§ **Text**
In the face of such business and leadership challenges and responsibilities, Ms Vlahos has founded (and is the chief executive of) Wellceum, a new workplace consultancy platform that assists businesses in integrating a longitudinal measurement and assessment system to foster higher standards of wellness, by using “real people data”.

Doing so, she outlined, assists organisations to identify priority needs, measure impact of initiatives, manage psychosocial risk, comply with legislative duties as well as unlock opportunities for improved employee resilience and increased productivity.

“Through measurement, we can prove a service or initiative is effective at meeting the needs of the people they seek to help and therefore measuring wellbeing can help to maximise social impact,” she said.

“Taking a multi-disciplinary approach, Wellceum has partnered with industry experts Flourish Dx and Huber Social in providing organisations with a measurable data system to inform decision making and strategy.”

Such a consultancy platform is imperative in the legal profession, Ms Vlahos argued, given how wellbeing issues have traditionally been viewed as the individual’s responsibility.

“This Darwinian approach has necessitated lawyers being required to build superhuman grit and resilience to parry the demands of practice,” she said.

“How that plays out from a workplace health and safety context is quite profound when the research suggests that commonly reported psychosocial stressors in the legal workplace such as high job demands, low job control and poor workplace relationships have the capacity to contribute to a large proportion of wellbeing related issues.”

As a practical legal training mentor, she reflected, looking after a graduate cohort during the 2018 Hayne royal commission was the catalyst for her inquiry into how job design and stressors in the workplace impact wellbeing, particularly for young lawyers.

“I realised very soon that general approach taken by the profession has been relatively reactive rather than preventative in its endeavours. Many firms have onboarded EAP services, resilience training and even mental health first aid,” she said.

“These are all effective interventions as ‘icing on the cake’, but they are not prevention based to mental health.”

In the face of this, and through implementing an assessment and measurement system, Wellceum can support organisations identify and proactively manage the psychosocial risk in their workplaces, Ms Vlahos proclaimed.

“At the same time, it can help promote positive mental health and provide managers and employees the opportunity to flourish in their workplaces.

“Wellceum can also provide clients with insights to prove a service or initiative is effective at meeting the needs of the people they seek to help. Measuring wellbeing can help to maximise social impact by directing resources to the most effective use,” she added.

“We are then able to work together to improve impact by identifying where to best focus delivery, resources, innovation and collaboration.”

What comes next

Looking ahead to the future, Ms Vlahos said that the next frontier is about optimising a system based on “practice”, through which measurement is embedded into the impact management process and decisions are based on the data.

“This is why viewing ESG as a longitudinal process is critical for leadership and the emphasis of governance should be on stewarding the process. Seeing management of wellbeing as a longitudinal integrative system where risk management and impact come together will put organisations on the best trajectory to help optimise the highest standards of health and wellbeing,” she explained.

“The pandemic has reoriented traditional economic and business practices where performance and reward systems were geared toward outputs. We are now at the point where we are prepared to move beyond GDP as a sole measure of progress to account for things that really matter: our physical and mental health, the environment, the unity of our communities, and the fair distribution of economic wealth in our society.

“This means putting our economy in service of what people and planet actually need.”

§ **Extracted information**
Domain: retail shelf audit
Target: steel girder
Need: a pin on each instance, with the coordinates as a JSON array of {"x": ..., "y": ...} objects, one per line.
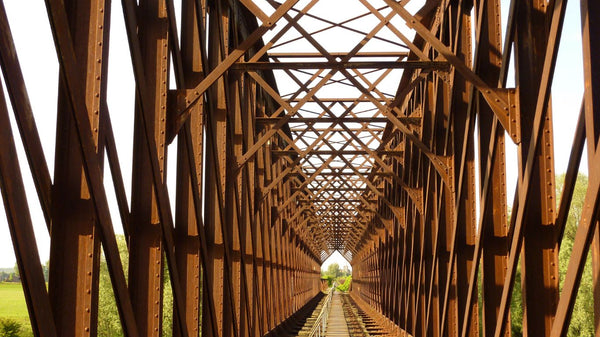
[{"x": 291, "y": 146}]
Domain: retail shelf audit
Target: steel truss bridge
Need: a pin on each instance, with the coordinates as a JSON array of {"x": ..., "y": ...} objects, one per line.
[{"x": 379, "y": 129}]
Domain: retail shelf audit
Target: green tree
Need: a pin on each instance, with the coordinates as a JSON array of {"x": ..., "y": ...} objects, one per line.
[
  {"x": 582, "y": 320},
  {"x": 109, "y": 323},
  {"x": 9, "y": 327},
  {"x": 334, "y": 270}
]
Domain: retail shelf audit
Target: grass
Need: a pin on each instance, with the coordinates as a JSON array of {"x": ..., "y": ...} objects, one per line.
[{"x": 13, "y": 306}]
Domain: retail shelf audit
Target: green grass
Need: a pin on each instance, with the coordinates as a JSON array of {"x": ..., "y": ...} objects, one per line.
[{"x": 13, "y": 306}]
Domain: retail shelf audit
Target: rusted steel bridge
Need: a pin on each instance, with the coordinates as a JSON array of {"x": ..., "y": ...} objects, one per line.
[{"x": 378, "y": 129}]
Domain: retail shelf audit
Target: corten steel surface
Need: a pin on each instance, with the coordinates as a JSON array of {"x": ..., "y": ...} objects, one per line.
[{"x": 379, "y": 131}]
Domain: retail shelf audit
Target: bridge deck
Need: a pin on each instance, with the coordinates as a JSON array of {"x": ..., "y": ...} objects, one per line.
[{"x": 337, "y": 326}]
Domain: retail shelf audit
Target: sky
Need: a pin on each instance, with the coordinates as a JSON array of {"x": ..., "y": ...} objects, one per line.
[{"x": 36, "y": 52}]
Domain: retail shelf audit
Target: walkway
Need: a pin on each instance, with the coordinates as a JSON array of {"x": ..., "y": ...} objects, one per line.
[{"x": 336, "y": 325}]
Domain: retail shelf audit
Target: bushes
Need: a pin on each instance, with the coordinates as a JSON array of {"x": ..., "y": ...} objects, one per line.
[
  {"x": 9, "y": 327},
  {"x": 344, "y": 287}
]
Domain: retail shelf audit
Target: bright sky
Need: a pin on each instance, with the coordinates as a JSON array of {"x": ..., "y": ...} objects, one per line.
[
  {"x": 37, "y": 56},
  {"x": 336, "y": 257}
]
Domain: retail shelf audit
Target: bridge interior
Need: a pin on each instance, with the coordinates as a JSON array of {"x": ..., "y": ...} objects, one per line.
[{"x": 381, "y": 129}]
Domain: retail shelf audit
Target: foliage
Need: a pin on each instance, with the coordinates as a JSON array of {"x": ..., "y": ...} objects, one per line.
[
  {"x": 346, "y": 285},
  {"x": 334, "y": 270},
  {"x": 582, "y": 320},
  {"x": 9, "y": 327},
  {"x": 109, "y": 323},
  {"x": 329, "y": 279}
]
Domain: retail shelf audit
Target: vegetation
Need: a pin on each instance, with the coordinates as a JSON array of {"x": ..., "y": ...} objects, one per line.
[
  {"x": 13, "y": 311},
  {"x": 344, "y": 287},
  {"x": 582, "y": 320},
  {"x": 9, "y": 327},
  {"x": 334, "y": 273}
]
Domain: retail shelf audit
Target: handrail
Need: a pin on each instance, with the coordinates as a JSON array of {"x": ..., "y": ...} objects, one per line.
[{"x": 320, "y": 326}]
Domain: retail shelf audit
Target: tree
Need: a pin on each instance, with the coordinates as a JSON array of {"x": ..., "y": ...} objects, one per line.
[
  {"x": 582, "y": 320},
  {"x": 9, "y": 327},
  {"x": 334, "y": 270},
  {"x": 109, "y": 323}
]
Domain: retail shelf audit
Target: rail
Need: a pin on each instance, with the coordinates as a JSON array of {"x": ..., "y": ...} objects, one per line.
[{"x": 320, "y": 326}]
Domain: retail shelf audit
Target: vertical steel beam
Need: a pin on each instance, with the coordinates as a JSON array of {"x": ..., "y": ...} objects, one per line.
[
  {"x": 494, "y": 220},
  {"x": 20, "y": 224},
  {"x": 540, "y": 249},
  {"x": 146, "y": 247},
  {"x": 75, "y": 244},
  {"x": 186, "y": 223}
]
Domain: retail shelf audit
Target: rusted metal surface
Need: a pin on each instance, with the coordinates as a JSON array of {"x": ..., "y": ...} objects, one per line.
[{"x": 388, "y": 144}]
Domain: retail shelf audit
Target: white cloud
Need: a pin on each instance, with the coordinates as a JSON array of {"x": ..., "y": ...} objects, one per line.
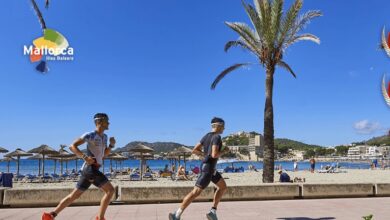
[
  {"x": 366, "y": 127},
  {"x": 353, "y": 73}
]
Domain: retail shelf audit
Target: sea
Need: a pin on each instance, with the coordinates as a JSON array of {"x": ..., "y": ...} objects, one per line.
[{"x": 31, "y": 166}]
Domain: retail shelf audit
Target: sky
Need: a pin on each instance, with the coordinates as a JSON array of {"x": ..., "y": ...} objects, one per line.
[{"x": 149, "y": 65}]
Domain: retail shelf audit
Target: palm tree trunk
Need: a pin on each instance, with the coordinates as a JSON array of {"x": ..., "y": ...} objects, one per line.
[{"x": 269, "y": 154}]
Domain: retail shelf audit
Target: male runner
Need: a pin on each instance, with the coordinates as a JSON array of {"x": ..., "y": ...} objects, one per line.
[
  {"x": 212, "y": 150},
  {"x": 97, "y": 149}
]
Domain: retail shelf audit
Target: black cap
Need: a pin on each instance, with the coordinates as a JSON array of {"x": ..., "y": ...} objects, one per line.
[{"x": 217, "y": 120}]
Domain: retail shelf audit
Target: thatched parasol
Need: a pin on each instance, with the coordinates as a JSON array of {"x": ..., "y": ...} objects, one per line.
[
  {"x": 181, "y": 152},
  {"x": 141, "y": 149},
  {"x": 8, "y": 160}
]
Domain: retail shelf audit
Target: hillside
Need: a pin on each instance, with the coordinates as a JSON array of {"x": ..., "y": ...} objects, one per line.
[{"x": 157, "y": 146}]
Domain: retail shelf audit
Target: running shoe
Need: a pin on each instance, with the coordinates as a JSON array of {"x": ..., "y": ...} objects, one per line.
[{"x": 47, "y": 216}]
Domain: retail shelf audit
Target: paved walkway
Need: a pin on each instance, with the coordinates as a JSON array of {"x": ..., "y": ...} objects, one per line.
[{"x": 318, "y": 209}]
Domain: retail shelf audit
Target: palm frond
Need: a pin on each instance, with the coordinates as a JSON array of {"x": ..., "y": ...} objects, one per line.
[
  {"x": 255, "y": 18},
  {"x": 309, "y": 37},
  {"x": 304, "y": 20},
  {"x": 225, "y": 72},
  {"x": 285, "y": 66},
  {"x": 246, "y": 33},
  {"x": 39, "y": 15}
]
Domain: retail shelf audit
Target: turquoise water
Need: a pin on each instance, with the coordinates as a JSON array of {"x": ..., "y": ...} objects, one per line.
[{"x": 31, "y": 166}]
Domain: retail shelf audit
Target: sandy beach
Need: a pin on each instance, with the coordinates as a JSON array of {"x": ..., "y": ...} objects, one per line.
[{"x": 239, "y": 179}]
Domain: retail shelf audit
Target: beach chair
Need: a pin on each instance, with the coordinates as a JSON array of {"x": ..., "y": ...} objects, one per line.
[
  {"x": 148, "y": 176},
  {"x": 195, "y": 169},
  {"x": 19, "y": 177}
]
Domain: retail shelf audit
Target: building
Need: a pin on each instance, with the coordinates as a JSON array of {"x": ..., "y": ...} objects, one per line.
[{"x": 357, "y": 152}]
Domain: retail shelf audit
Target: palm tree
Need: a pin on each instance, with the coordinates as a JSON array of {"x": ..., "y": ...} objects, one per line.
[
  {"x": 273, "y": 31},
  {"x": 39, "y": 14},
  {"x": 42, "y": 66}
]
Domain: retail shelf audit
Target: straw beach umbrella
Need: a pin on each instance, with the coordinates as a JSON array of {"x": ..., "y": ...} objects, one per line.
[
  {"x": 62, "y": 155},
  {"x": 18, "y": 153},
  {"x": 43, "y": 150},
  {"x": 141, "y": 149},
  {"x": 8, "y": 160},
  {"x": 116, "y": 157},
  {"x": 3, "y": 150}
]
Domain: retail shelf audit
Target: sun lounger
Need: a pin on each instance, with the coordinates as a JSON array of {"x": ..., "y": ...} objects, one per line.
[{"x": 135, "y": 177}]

§ **Tasks to carry out**
a: According to the passage on Wellceum, which industry experts has Wellceum partnered with?
b: Set down the part of the passage on Wellceum starting with "In the face of such" and going on through "and increased productivity.".
The records are not needed for any of the tasks.

§ **Answers to the tasks**
a: Flourish Dx and Huber Social.

b:
In the face of such business and leadership challenges and responsibilities, Ms Vlahos has founded (and is the chief executive of) Wellceum, a new workplace consultancy platform that assists businesses in integrating a longitudinal measurement and assessment system to foster higher standards of wellness, by using “real people data”.

Doing so, she outlined, assists organisations to identify priority needs, measure impact of initiatives, manage psychosocial risk, comply with legislative duties as well as unlock opportunities for improved employee resilience and increased productivity.